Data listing
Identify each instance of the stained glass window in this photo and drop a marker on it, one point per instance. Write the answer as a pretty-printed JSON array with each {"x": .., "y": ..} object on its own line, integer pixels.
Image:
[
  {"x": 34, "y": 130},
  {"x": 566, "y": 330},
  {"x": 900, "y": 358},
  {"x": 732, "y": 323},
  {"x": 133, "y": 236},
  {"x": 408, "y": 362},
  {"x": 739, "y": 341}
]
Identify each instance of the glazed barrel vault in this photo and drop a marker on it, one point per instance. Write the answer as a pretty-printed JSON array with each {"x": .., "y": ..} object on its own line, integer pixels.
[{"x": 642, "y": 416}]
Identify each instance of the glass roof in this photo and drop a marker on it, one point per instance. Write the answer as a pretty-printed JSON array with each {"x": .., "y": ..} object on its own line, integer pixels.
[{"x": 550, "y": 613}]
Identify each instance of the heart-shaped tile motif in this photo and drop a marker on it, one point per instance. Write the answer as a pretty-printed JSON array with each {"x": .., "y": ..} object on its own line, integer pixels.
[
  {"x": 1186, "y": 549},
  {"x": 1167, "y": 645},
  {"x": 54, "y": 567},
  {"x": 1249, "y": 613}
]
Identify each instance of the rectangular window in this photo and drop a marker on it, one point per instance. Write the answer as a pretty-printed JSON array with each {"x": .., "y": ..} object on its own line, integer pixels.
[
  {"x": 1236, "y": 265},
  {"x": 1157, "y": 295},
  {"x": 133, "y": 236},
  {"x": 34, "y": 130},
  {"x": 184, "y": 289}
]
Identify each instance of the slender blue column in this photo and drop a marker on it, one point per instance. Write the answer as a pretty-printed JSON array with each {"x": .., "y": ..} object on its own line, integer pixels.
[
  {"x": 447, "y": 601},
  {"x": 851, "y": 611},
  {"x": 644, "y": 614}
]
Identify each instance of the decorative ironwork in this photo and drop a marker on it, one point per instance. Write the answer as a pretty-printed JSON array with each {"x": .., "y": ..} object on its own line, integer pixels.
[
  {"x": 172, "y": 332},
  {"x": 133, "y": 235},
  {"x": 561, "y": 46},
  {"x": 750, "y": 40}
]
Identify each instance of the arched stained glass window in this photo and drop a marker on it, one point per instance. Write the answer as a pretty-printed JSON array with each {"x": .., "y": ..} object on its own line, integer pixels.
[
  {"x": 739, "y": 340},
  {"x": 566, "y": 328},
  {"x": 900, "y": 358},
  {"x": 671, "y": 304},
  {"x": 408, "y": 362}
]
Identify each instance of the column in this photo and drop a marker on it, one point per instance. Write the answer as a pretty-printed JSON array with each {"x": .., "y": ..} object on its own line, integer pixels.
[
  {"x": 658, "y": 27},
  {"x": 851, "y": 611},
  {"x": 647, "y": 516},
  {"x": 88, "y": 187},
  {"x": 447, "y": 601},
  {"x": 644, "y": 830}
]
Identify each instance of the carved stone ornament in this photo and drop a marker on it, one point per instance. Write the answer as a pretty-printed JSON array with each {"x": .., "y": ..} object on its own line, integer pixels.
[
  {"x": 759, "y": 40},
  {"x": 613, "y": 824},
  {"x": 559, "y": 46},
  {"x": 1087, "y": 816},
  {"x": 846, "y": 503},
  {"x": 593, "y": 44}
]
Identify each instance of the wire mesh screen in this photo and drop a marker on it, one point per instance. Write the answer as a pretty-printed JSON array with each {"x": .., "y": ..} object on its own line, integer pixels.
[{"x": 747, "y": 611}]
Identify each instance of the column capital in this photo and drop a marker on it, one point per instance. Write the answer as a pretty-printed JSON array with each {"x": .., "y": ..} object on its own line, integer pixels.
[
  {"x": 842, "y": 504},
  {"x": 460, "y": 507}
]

## SET TASK
Can you repeat the lines from the one containing "Identify each instance of the column capital" through the last line, switching "photo" to "image" and leaving everything else unchanged?

## THE COMPLETED TASK
Identify each instance of the column capital in this image and drop a marker on it, one point per instance. Write the answer as a pretty-printed JSON array with each {"x": .., "y": ..} object on its own line, integer pixels.
[
  {"x": 842, "y": 504},
  {"x": 460, "y": 507}
]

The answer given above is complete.